• **EXERCISE**: Verbatim repeat, images excluded. Give each entry again as written.

[Photo-based referring expression data]
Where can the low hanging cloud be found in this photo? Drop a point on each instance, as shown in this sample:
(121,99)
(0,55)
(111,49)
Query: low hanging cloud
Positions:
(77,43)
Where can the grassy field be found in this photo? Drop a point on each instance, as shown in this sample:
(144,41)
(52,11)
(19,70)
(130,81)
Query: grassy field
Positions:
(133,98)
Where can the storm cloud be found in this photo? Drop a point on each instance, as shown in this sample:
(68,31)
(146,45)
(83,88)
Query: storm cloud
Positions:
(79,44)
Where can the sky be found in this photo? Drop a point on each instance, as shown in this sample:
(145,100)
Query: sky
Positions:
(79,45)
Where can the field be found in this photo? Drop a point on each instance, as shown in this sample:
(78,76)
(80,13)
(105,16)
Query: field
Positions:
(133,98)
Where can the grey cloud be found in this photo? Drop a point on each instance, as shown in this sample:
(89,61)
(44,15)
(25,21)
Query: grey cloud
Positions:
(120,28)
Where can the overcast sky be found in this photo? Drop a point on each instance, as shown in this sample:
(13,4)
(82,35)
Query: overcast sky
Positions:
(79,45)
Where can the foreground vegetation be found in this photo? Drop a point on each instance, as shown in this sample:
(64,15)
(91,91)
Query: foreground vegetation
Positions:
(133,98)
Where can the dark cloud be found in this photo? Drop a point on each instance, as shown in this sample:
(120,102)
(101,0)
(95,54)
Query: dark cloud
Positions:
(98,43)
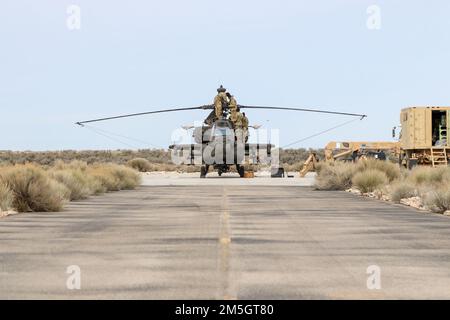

• **OUTPUT FOR THIS EXERCISE**:
Where can the low hanging cloud be found in this photo? Drop a point on each instance, as shown in this sample:
(121,99)
(0,55)
(111,49)
Query: low hanging cloud
Positions:
(77,43)
Where can the grassy field be found in this photo? Drop a point on each instance, as shown in this sample:
(144,41)
(52,11)
(19,70)
(130,81)
Query: grassy field
Positions:
(133,98)
Where can the storm cloud be found in this photo? Drop a point on each instance, as shown in this sample:
(68,31)
(146,45)
(83,88)
Query: storm cloud
Positions:
(79,44)
Where can the sky be found in this photo? Drop a point on each instance, as shown in this sample:
(145,100)
Query: sky
Positions:
(79,45)
Where can the field be found in this photo? Drop a point on each instance, as shown in this sample:
(78,76)
(80,13)
(105,16)
Query: field
Positions:
(133,98)
Where can the grey cloud be found in this photo? Drop a point on each instance, as shown in this sample:
(89,61)
(44,15)
(25,21)
Query: grey cloud
Positions:
(120,28)
Where can the overcast sky be found in this photo? Drop a point on each instance, as shown in this sample:
(13,4)
(82,35)
Query: overcast sky
Positions:
(79,45)
Where can the foreground vegetation be found in this photo? Drop a point on each instance, as shown in this sample:
(64,15)
(91,91)
Query: foreground vegetation
Positions:
(133,98)
Where can the dark cloud be found in this photo? Drop a point on each instance, as shown in this sample:
(120,102)
(101,0)
(95,54)
Query: dark cloud
Positions:
(98,43)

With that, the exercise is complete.